Express the lines between the one holding "Category under review: bell" and the one holding "[415,293,563,470]", inclusive, as a JSON list of strings with one string per line and blank lines omitted.
** Begin Material for the task **
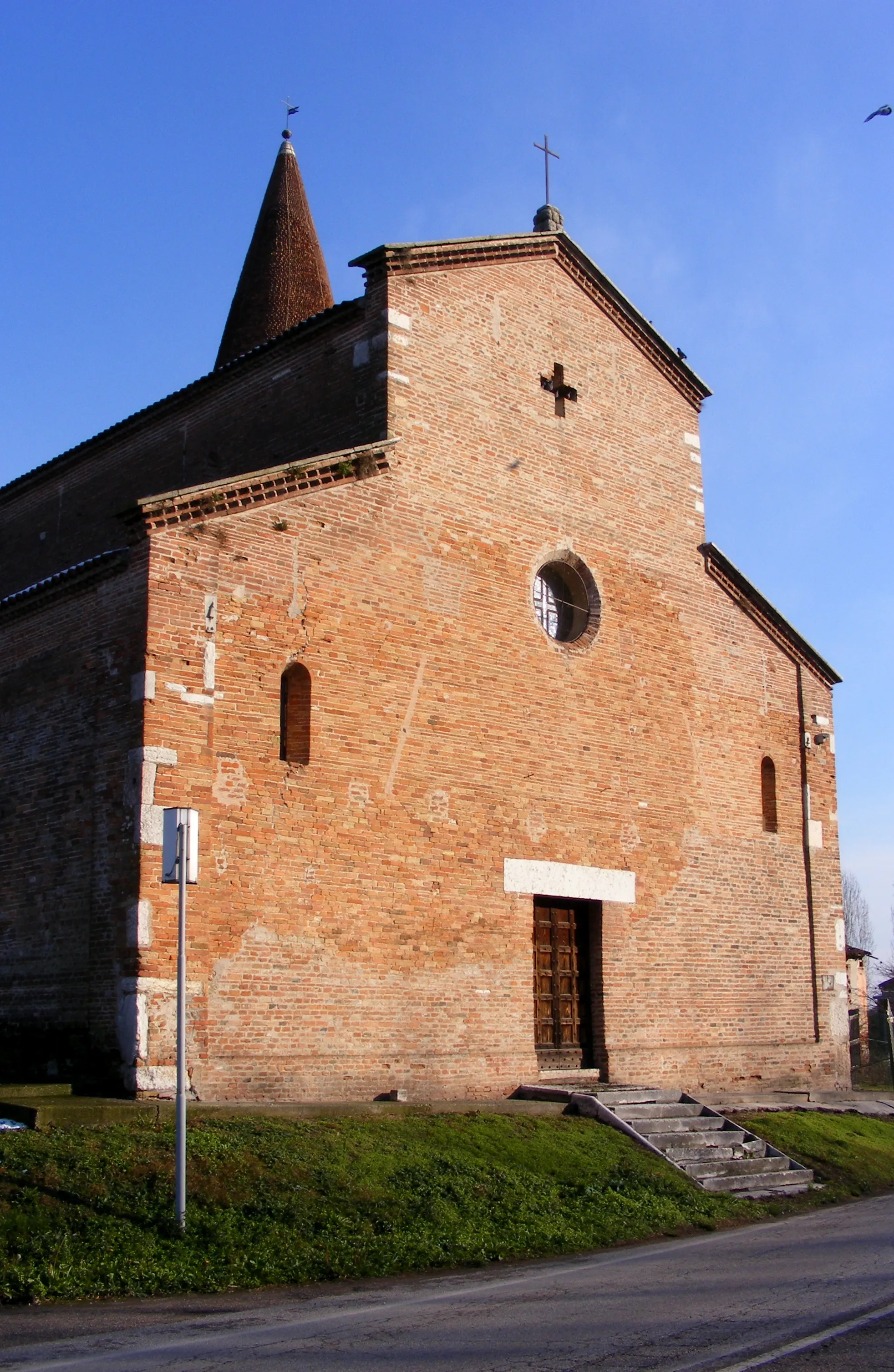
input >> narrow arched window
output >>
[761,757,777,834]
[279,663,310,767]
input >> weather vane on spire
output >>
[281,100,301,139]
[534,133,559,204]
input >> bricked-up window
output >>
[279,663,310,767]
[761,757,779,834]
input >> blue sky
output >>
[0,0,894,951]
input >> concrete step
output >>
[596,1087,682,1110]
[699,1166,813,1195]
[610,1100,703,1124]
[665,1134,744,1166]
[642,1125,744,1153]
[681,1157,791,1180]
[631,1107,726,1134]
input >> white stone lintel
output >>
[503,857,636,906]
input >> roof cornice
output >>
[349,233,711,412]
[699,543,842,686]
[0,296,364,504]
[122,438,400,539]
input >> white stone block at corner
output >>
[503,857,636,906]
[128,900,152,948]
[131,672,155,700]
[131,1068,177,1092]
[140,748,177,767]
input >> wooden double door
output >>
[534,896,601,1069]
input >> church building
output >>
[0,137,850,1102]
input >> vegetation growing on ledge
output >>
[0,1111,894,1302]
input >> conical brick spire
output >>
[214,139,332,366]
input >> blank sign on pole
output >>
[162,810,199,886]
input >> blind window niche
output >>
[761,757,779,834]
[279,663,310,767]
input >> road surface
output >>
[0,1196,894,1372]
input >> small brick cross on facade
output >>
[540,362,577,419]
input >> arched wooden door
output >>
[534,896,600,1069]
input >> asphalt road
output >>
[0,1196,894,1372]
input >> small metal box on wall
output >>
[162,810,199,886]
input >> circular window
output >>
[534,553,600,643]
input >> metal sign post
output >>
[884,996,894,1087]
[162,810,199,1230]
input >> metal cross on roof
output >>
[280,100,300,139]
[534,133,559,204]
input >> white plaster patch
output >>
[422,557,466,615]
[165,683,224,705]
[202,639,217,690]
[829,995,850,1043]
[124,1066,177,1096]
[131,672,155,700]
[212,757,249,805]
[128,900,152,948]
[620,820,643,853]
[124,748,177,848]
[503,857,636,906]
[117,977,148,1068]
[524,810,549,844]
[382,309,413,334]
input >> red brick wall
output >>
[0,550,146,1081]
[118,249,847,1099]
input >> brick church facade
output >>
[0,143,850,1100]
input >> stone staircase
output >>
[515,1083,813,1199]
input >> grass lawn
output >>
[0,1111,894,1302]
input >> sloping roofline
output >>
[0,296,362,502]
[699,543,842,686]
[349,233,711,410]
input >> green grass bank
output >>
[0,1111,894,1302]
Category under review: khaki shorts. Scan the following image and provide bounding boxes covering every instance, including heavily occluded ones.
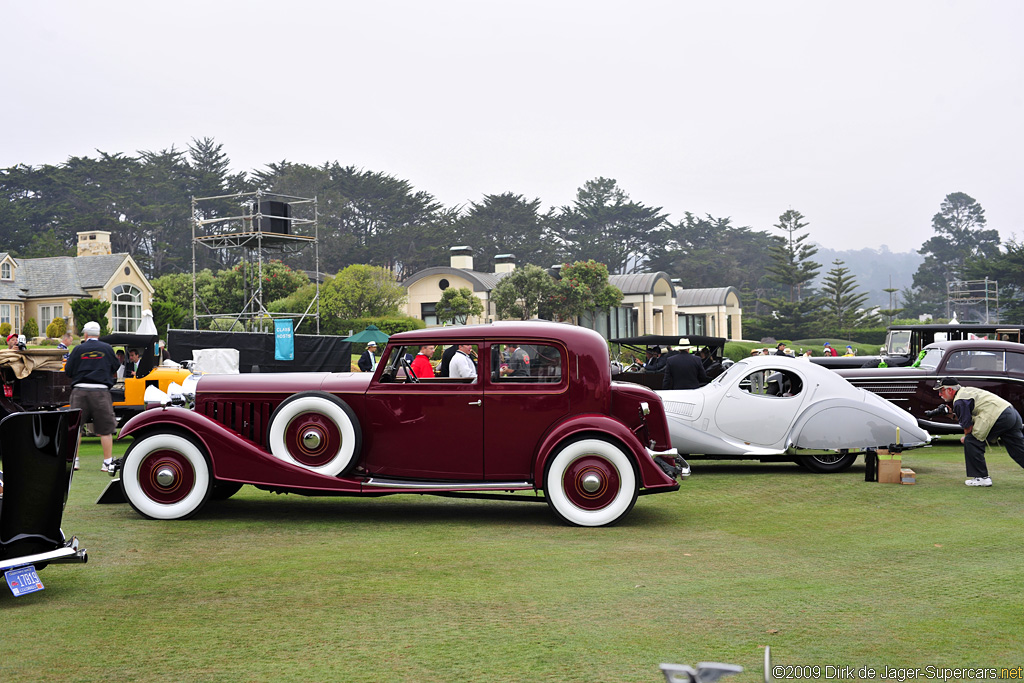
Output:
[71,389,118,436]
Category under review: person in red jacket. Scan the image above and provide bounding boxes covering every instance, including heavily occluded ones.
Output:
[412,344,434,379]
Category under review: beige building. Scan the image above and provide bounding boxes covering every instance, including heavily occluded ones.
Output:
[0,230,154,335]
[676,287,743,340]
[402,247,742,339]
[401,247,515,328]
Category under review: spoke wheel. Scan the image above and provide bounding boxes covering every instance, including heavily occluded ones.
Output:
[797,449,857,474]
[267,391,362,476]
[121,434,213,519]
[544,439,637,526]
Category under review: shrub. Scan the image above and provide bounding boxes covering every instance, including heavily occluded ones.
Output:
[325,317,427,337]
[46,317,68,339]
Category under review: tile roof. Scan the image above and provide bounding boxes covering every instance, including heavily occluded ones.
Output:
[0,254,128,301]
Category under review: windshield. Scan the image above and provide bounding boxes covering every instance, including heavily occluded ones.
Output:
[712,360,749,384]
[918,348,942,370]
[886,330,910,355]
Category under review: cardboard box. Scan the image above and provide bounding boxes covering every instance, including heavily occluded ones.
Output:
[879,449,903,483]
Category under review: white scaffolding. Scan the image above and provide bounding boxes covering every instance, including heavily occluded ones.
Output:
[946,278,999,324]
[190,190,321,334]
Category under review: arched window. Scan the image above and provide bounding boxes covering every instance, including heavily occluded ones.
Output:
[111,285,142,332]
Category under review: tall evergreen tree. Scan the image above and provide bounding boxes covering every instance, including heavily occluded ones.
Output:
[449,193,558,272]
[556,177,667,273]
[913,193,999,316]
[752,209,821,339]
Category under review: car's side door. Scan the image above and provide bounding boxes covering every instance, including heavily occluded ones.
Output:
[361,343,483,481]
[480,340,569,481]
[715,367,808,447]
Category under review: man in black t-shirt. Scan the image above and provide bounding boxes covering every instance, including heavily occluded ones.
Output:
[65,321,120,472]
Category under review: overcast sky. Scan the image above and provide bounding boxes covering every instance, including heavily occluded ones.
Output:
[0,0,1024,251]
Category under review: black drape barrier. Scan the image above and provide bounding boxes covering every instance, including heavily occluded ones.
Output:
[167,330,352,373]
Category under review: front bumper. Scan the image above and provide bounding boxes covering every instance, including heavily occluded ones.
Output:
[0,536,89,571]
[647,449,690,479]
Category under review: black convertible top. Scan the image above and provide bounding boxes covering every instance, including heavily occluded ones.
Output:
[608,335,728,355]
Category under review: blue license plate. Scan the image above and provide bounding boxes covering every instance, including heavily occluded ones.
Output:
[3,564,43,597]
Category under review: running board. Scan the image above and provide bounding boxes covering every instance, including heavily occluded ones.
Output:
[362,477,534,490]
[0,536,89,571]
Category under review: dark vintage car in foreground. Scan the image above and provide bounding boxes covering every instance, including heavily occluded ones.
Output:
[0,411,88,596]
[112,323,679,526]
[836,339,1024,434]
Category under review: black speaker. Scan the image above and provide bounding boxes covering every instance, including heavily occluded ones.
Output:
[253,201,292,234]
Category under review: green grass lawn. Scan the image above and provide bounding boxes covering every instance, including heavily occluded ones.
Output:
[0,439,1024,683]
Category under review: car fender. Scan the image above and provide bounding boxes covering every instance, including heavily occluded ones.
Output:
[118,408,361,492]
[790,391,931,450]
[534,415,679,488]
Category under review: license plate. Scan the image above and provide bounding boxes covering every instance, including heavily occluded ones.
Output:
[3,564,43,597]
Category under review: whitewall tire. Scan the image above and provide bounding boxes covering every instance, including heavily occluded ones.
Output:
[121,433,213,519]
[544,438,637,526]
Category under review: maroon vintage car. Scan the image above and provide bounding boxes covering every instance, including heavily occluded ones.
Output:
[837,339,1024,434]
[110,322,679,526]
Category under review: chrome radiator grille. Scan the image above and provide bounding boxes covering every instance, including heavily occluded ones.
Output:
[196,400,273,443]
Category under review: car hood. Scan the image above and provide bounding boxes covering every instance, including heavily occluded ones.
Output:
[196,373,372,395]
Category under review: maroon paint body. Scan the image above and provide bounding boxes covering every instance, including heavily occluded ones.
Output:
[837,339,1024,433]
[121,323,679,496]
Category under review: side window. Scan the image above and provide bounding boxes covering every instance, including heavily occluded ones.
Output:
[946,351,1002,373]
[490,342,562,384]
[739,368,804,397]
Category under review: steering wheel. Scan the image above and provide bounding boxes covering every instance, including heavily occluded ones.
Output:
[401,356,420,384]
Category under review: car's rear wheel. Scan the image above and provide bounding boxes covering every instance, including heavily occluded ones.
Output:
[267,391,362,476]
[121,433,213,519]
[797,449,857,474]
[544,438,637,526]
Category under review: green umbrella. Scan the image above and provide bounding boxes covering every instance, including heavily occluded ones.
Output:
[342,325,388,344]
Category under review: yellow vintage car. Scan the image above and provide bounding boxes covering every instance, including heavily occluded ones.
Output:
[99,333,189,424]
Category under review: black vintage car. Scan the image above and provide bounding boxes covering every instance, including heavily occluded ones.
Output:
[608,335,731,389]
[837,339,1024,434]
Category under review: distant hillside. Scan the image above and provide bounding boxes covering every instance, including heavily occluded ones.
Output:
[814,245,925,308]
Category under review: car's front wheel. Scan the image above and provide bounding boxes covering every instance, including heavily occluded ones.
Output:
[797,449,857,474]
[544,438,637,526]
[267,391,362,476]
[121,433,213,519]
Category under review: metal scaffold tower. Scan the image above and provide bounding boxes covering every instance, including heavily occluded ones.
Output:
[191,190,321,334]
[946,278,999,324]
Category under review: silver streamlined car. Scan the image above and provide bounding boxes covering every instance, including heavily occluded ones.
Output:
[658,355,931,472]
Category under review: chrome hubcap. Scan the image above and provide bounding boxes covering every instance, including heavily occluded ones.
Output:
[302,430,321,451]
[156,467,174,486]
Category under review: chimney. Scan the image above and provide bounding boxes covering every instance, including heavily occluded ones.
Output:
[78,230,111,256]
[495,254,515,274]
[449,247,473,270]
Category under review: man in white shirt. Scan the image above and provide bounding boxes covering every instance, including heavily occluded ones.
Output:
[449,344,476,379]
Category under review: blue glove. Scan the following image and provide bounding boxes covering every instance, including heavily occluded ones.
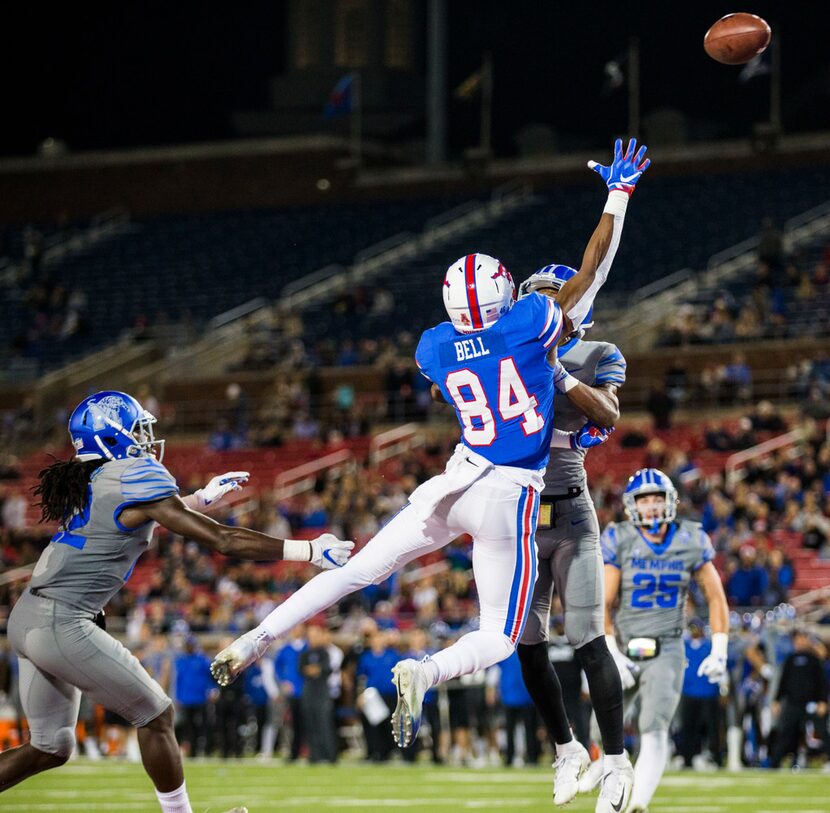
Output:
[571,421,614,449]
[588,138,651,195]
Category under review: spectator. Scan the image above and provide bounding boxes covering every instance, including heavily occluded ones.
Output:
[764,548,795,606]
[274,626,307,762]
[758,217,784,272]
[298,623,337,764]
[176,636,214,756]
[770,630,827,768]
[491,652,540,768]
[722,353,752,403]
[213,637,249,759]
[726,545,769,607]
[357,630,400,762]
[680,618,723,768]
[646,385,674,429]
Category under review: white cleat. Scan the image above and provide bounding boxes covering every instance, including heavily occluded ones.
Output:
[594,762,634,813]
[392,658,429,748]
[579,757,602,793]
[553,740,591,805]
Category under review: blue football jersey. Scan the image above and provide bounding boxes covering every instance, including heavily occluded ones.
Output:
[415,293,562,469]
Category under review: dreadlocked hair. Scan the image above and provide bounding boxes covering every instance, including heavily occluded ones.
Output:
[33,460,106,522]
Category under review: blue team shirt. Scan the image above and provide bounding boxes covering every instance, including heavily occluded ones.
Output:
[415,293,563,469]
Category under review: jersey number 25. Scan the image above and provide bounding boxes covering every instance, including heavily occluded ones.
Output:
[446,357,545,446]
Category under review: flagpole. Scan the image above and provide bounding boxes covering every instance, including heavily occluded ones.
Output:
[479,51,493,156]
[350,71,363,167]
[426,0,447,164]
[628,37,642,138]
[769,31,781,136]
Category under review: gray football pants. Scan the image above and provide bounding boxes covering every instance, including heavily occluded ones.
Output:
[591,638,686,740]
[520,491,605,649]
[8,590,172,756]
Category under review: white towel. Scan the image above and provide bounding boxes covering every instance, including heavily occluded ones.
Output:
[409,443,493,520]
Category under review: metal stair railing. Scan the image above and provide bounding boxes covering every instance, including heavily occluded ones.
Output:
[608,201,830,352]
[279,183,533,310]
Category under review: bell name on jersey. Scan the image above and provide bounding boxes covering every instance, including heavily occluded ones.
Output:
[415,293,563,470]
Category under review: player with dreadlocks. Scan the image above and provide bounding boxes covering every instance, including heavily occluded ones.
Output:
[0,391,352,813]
** End Material for the task **
● **Reply to the task**:
[
  "Category under review: bell name on jersey. Scan the image above and provide bounding boxes covering every instance, including heavily occluded ones.",
  "Output:",
  "[415,293,563,470]"
]